> **TASK TO CARRY OUT**
Output the entire listing without altering anything.

> **MATERIALS PROVIDED**

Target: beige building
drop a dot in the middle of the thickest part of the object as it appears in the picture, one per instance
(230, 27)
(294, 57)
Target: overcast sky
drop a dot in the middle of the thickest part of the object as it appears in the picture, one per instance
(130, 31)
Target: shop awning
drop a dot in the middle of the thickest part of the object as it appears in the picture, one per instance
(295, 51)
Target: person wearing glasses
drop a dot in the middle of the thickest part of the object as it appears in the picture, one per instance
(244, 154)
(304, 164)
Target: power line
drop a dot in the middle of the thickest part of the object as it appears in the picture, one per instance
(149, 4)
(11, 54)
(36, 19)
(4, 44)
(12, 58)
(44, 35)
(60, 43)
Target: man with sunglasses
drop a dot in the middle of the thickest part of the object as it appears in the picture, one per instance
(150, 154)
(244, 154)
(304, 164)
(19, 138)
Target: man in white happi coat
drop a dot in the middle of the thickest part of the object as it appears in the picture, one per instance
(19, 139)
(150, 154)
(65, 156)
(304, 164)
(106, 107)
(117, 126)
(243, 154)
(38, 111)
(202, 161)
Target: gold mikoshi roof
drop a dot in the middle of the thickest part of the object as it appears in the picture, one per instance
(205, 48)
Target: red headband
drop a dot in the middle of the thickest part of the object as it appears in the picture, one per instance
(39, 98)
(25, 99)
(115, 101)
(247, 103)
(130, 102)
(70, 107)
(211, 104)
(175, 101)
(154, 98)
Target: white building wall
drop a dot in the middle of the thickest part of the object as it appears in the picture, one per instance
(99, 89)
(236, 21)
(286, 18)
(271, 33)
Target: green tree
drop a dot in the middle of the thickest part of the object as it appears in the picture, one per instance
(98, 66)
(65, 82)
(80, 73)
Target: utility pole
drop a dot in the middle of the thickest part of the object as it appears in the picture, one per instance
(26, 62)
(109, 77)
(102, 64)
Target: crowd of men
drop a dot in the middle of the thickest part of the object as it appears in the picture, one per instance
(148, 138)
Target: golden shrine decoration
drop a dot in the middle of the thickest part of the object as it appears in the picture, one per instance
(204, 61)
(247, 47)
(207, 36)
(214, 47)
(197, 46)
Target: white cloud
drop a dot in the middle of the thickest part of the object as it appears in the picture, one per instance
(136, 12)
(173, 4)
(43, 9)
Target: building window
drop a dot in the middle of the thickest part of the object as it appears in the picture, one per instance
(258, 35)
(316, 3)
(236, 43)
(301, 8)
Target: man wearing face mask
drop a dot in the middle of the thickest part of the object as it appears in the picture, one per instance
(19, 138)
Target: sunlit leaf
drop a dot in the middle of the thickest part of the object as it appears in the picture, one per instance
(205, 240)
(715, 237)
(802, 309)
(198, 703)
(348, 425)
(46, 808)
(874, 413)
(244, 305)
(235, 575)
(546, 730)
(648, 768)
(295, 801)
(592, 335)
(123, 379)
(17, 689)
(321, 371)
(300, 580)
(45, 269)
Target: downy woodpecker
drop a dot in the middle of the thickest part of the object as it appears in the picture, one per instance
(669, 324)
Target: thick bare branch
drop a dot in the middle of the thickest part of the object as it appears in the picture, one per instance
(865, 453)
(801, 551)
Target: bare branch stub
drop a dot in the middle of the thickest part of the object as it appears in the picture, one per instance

> **RESULT**
Target: beige building
drop a dot in the middle of the thickest part of the object as it appears in the picture, one per instance
(230, 27)
(294, 57)
Target: overcast sky
drop a dot in the middle of the thickest part of the object as it appears in the picture, one per instance
(130, 31)
Target: shop awning
drop a dot in the middle of the thickest part of the object as it appears in the picture, one per instance
(295, 51)
Target: person wearing glasses
drop a dot in the middle of the thickest part of the object as it appears in the picture, one per instance
(244, 154)
(304, 164)
Target: power line
drop a dot in the middle of the thickest part of the object as it appears in the picture, one per instance
(149, 4)
(11, 54)
(36, 19)
(4, 44)
(12, 58)
(44, 35)
(60, 43)
Target: man with sunglasses
drop a dot in the middle of the thickest part of the object as it appears in the picture, one per instance
(150, 154)
(244, 154)
(304, 164)
(19, 138)
Target: man in white happi coat
drop a dot in the middle of the thickest part of the object as it appears in the picture, one per instance
(19, 139)
(150, 154)
(65, 156)
(304, 164)
(106, 107)
(117, 126)
(243, 154)
(38, 111)
(202, 161)
Target: gold mikoshi roof
drop a dot in the middle of the thickest part of the object as it appears in the picture, one per instance
(205, 48)
Target: red headband
drop a dot in the middle of the thickest part of the object as it appears in the picture, one per instance
(39, 98)
(25, 99)
(115, 101)
(247, 103)
(130, 102)
(70, 107)
(211, 104)
(175, 101)
(154, 98)
Target: white building wall
drop a dot in the middle of the thickest part of the object as it appears in the picture, one per instance
(99, 89)
(236, 21)
(286, 18)
(271, 33)
Target: green tree
drop a dot in the middle of the thickest part of the object as it appears in the picture, one per instance
(98, 66)
(65, 82)
(80, 73)
Target: utility pole
drop a dot in the middle of the thickest part of the object as it appears in the picture, one per instance
(26, 62)
(109, 77)
(102, 64)
Target: crowd of men
drop a dot in the middle of the thickest part of the object as it appears in the picture, one per instance
(148, 138)
Target: golden shrine decoration
drop a dot in the middle of the thickest part of the object as it appears in the picture, one per instance
(204, 61)
(247, 47)
(207, 36)
(214, 47)
(197, 46)
Target: white cloud
drop a dot in the middle of the thickest part of the object as it appears in the picture, one per instance
(136, 12)
(173, 4)
(43, 9)
Target: building window
drop a dot in the middle of the thickest part of the object as it appears in the picture, one per instance
(258, 35)
(316, 3)
(236, 43)
(301, 8)
Target: man wearing face mask
drop a dot in the middle of the thickest part of the object as it appears in the picture, one per instance
(19, 138)
Target: sunlit leaf
drop a dot in the middle of the thickest part of the object as it appears in the picture, one per instance
(205, 240)
(715, 237)
(802, 309)
(198, 703)
(348, 425)
(46, 808)
(874, 413)
(244, 305)
(235, 575)
(546, 730)
(648, 768)
(295, 801)
(592, 335)
(123, 379)
(17, 689)
(321, 371)
(300, 580)
(45, 269)
Target: downy woodpecker
drop a dot in the middle of the thickest part of the object as it appears in the picture, one per instance
(669, 324)
Target: thick bare branch
drop a dot in the middle of the thickest part of the object as it appears in the picture, one per instance
(865, 453)
(801, 551)
Target: bare branch stub
drop a dot in the middle of the thickest part of the object as it appears in the picture, one per instance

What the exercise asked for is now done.